Le sens du péché disparaît facilement aussi sous
l'influence d'une éthique dérivée d'un certain relativisme
historique. Il peut s'agir de l'éthique qui relativise la norme morale,
niant sa valeur absolue et inconditionnelle, et niant par conséquent
qu'il puisse exister des actes intrinsèquement illicites, indépendamment
des circonstances où ils sont posés par le sujet. Il s'agit d'un véritable
«ébranlement et (d'une) baisse des valeurs morales», et le
problème, «ce n'est pas tellement l'ignorance de l'éthique
chrétienne», mais «plutôt celui du sens, des fondements
et des critères de l'attitude morale»(103). L'effet de cet ébranlement
éthique est toujours aussi d'étouffer à ce point la notion
du péché qu'on finit presque par affirmer que le péché
existe mais qu'on ne sait pas qui le commet.
Enfin le sens du péché disparaît quand - comme cela peut
se produire dans l'enseignement donné aux jeunes, dans les médias,
dans l'éducation familiale elle-même - il se trouve identifié
par erreur avec le sentiment morbide de la culpabilité ou avec la simple
transgression des normes et des préceptes de la loi.
La perte du sens du péché est donc une forme ou un résultat
de la négation de Dieu: non seulement celle de l'athéisme,
mais aussi celle de la sécularisation. Si le péché est la
rupture du rapport filial avec Dieu pour mener sa vie en dehors de l'obéissance
qu'on lui doit, alors pécher ce n'est pas seulement nier Dieu; pécher,
c'est aussi vivre comme s'il n'existait pas, c'est l'effacer de sa vie
quotidienne. Un modèle de société mutilé ou déséquilibré
dans l'un ou l'autre sens, souvent présenté par les moyens de
communication sociale, favorise considérablement la perte progressive du
sens du péché. Dans une telle situation, l'obscurcissement ou
l'affaiblissement du sens du péché découle du refus de
toute référence à la transcendance, au nom de l'aspiration à
l'autonomie personnelle; de l'assujettissement à des modèles éthiques
imposés par un consensus et une attitude générale, même
si la conscience individuelle les condamne; des conditions socio-économiques
dramatiques qui oppriment une très grande part de l'humanité,
faisant naître la tendance à ne voir les erreurs et les fautes que
dans le domaine social; enfin et surtout de l'effacement de l'idée de la
paternité de Dieu et de sa seigneurie sur l'homme.
--------------------------------------------------
» Consigne a
Veuillez renvoyer chaque ligne du listing ci-dessous où figure le mot « lamp ».
--------------------------------------------------
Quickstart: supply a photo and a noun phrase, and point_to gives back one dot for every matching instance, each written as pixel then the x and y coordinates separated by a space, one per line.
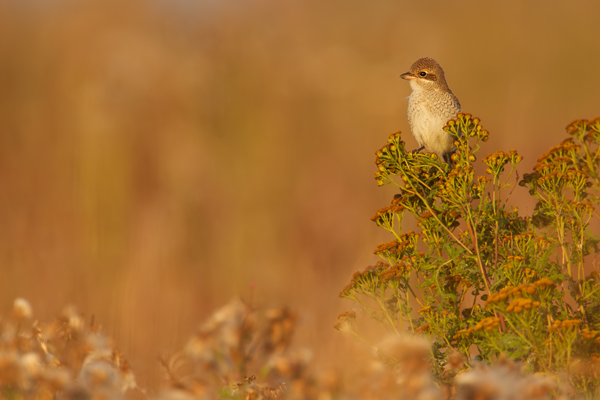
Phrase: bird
pixel 430 106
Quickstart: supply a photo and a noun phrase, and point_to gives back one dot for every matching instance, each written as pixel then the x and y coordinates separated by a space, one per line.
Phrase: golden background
pixel 158 158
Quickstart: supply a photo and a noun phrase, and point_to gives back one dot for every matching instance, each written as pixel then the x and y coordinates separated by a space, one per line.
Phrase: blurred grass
pixel 157 158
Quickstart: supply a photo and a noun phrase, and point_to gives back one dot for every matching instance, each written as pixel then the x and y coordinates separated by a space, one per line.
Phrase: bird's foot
pixel 415 151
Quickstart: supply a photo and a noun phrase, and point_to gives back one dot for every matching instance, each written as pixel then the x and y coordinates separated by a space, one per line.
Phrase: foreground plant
pixel 484 279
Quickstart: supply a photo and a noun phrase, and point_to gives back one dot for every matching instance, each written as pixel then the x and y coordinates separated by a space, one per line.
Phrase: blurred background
pixel 158 158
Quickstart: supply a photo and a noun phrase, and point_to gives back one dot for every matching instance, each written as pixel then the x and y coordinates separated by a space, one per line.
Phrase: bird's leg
pixel 448 158
pixel 415 151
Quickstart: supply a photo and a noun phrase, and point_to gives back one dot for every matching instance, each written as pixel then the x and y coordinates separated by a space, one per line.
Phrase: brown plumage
pixel 430 106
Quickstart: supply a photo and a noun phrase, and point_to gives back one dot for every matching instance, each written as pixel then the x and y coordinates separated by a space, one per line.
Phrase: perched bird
pixel 430 105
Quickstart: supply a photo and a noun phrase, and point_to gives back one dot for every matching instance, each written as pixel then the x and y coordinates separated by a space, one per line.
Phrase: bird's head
pixel 426 74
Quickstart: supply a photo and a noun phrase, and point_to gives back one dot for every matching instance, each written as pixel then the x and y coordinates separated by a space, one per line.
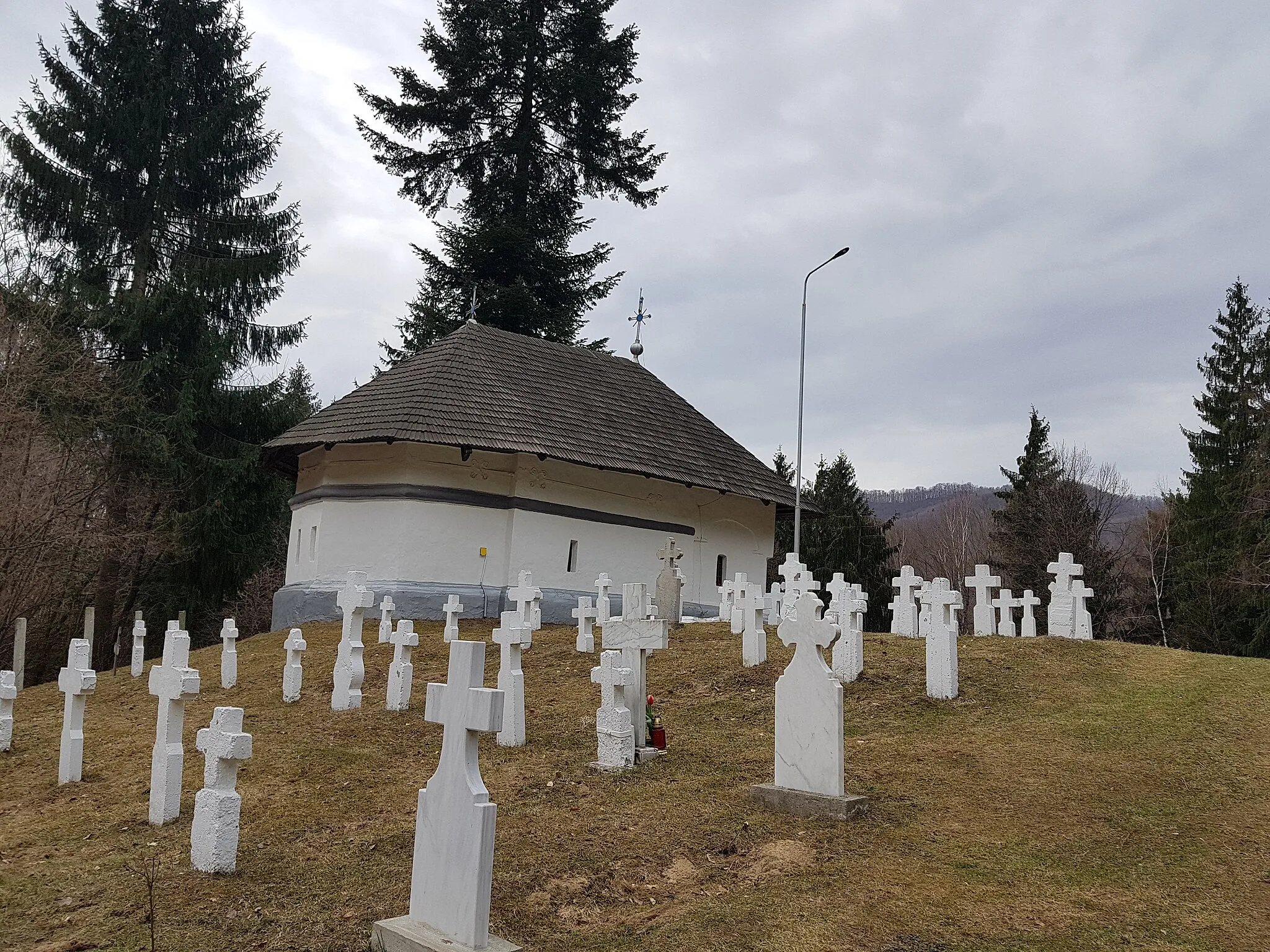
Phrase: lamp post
pixel 802 367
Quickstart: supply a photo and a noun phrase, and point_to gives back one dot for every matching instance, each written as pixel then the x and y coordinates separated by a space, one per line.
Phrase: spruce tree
pixel 525 122
pixel 141 161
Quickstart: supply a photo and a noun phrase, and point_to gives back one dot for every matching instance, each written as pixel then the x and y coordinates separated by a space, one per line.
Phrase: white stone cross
pixel 636 637
pixel 1005 604
pixel 809 754
pixel 214 834
pixel 1028 625
pixel 941 674
pixel 527 597
pixel 453 609
pixel 139 646
pixel 173 682
pixel 229 654
pixel 402 671
pixel 454 837
pixel 602 584
pixel 8 692
pixel 982 580
pixel 1082 622
pixel 586 616
pixel 353 599
pixel 513 635
pixel 615 734
pixel 76 681
pixel 904 611
pixel 386 607
pixel 294 672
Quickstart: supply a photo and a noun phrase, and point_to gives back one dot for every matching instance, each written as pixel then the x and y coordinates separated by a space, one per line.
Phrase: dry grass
pixel 1077 796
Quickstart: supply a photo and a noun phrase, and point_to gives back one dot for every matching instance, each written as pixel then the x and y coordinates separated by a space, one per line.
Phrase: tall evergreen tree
pixel 141 161
pixel 525 122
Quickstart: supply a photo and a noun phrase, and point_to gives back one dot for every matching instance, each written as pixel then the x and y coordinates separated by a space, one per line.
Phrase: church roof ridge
pixel 482 387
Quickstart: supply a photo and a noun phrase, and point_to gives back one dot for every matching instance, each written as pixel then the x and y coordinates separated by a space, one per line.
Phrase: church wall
pixel 420 550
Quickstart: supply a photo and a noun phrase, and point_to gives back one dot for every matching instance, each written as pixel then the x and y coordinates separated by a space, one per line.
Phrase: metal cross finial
pixel 639 318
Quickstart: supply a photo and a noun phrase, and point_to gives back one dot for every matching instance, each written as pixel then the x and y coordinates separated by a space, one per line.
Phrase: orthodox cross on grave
pixel 982 582
pixel 639 318
pixel 353 599
pixel 386 607
pixel 453 609
pixel 637 637
pixel 586 616
pixel 215 832
pixel 174 683
pixel 75 681
pixel 454 838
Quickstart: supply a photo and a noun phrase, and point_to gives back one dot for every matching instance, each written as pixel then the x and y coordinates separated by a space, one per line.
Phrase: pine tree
pixel 525 122
pixel 140 162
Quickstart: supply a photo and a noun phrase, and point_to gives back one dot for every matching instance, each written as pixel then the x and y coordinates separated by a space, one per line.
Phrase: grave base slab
pixel 407 935
pixel 801 803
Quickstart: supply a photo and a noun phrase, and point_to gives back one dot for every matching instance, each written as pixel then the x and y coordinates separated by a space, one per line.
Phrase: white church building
pixel 489 454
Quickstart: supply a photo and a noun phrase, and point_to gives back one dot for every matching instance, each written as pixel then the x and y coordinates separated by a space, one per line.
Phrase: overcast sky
pixel 1044 205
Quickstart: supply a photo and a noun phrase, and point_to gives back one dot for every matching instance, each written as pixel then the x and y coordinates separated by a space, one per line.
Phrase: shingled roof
pixel 487 389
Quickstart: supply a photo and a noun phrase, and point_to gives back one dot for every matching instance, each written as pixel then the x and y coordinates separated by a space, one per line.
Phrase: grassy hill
pixel 1076 796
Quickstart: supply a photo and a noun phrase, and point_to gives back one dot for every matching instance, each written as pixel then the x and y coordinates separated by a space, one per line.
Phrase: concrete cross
pixel 453 609
pixel 982 580
pixel 173 682
pixel 602 584
pixel 636 637
pixel 229 653
pixel 586 616
pixel 454 840
pixel 386 607
pixel 402 671
pixel 75 681
pixel 215 832
pixel 294 672
pixel 353 599
pixel 513 635
pixel 1028 626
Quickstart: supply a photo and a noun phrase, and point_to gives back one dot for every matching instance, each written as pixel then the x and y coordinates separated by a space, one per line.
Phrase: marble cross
pixel 941 676
pixel 1005 604
pixel 904 611
pixel 809 754
pixel 139 646
pixel 8 692
pixel 586 616
pixel 637 637
pixel 76 681
pixel 215 832
pixel 982 582
pixel 402 671
pixel 173 682
pixel 294 672
pixel 353 599
pixel 453 609
pixel 1028 625
pixel 454 837
pixel 229 654
pixel 527 597
pixel 602 584
pixel 615 734
pixel 513 635
pixel 386 607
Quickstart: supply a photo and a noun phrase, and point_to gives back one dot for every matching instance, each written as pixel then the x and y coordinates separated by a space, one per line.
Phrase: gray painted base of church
pixel 424 601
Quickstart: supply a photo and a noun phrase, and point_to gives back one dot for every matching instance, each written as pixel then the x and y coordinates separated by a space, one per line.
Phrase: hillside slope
pixel 1077 796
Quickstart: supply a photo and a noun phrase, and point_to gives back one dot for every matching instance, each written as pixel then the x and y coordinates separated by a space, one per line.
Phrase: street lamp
pixel 802 366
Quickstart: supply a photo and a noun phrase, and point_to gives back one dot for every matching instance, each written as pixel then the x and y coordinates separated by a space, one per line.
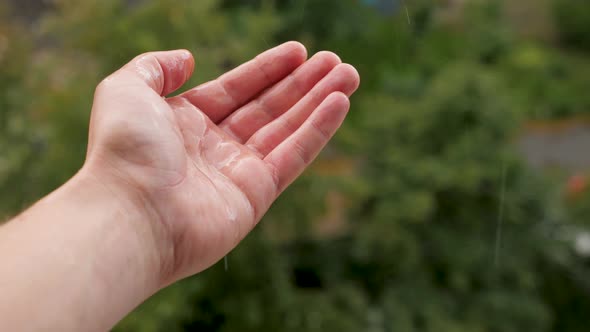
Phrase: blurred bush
pixel 439 225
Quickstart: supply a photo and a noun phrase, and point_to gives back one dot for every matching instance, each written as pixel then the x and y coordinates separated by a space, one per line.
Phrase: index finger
pixel 220 97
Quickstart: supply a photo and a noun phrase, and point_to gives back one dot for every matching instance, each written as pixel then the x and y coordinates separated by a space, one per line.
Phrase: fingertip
pixel 338 100
pixel 352 76
pixel 189 62
pixel 329 57
pixel 297 48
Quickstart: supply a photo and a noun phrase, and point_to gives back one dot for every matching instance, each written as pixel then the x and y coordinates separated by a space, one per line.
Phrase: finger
pixel 294 154
pixel 278 99
pixel 164 72
pixel 227 93
pixel 344 78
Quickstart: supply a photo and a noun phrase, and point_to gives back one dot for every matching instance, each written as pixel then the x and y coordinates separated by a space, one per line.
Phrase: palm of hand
pixel 211 160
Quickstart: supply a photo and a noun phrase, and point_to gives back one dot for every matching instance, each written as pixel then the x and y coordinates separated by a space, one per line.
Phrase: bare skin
pixel 170 185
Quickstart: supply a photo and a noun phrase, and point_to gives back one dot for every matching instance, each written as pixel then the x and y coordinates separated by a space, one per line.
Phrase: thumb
pixel 164 72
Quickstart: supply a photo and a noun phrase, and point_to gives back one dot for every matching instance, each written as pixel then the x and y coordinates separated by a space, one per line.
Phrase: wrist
pixel 135 216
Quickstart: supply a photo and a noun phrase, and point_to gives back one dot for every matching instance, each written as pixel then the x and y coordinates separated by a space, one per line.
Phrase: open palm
pixel 207 164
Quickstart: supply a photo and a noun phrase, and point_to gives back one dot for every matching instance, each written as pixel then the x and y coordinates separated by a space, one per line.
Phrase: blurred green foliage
pixel 441 225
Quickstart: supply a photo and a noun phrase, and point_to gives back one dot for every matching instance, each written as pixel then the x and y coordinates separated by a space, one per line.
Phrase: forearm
pixel 75 261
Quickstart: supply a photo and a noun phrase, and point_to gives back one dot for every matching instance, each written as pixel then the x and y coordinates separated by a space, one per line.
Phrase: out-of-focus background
pixel 453 199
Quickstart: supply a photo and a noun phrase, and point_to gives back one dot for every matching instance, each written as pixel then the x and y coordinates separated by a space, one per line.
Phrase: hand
pixel 203 167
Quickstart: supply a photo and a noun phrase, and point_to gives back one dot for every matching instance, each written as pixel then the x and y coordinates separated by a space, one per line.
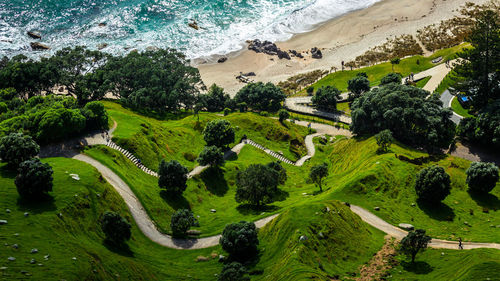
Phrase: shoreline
pixel 340 39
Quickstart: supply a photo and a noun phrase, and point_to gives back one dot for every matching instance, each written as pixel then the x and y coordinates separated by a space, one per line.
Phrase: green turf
pixel 437 264
pixel 457 107
pixel 363 177
pixel 152 139
pixel 338 242
pixel 76 233
pixel 376 72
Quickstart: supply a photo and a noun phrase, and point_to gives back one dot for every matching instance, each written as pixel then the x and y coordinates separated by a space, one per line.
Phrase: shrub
pixel 432 185
pixel 34 179
pixel 172 177
pixel 218 132
pixel 16 148
pixel 240 240
pixel 482 177
pixel 181 221
pixel 115 228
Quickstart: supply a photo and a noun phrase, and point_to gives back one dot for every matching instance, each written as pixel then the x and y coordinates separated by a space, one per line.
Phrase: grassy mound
pixel 338 242
pixel 76 233
pixel 363 177
pixel 152 140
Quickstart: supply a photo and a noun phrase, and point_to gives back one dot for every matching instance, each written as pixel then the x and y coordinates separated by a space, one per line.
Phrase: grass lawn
pixel 376 72
pixel 76 233
pixel 361 176
pixel 152 140
pixel 457 107
pixel 437 264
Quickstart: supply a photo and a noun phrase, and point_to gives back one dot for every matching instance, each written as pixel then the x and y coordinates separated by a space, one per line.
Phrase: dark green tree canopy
pixel 326 98
pixel 219 133
pixel 405 111
pixel 34 179
pixel 257 184
pixel 234 271
pixel 181 221
pixel 211 155
pixel 391 78
pixel 482 177
pixel 159 80
pixel 240 240
pixel 433 184
pixel 317 173
pixel 116 228
pixel 172 176
pixel 413 243
pixel 16 148
pixel 260 96
pixel 480 64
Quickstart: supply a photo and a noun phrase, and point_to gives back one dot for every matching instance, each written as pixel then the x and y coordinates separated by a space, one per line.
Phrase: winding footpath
pixel 147 226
--------------------------------------------------
» Consigne b
Condensez en une seule phrase le paragraphe de l'extrait sur le sens du péché qui commence par « Enfin le sens du péché disparaît quand », en gardant ses faits principaux.

» Réponse a
Phrase: lamp post
Phrase: street lamp

» Réponse b
Le sens du péché disparaît aussi quand on le confond à tort avec le sentiment morbide de la culpabilité ou avec la simple transgression des normes et des préceptes de la loi, ce qui peut arriver dans l'enseignement donné aux jeunes, dans les médias et même dans l'éducation familiale.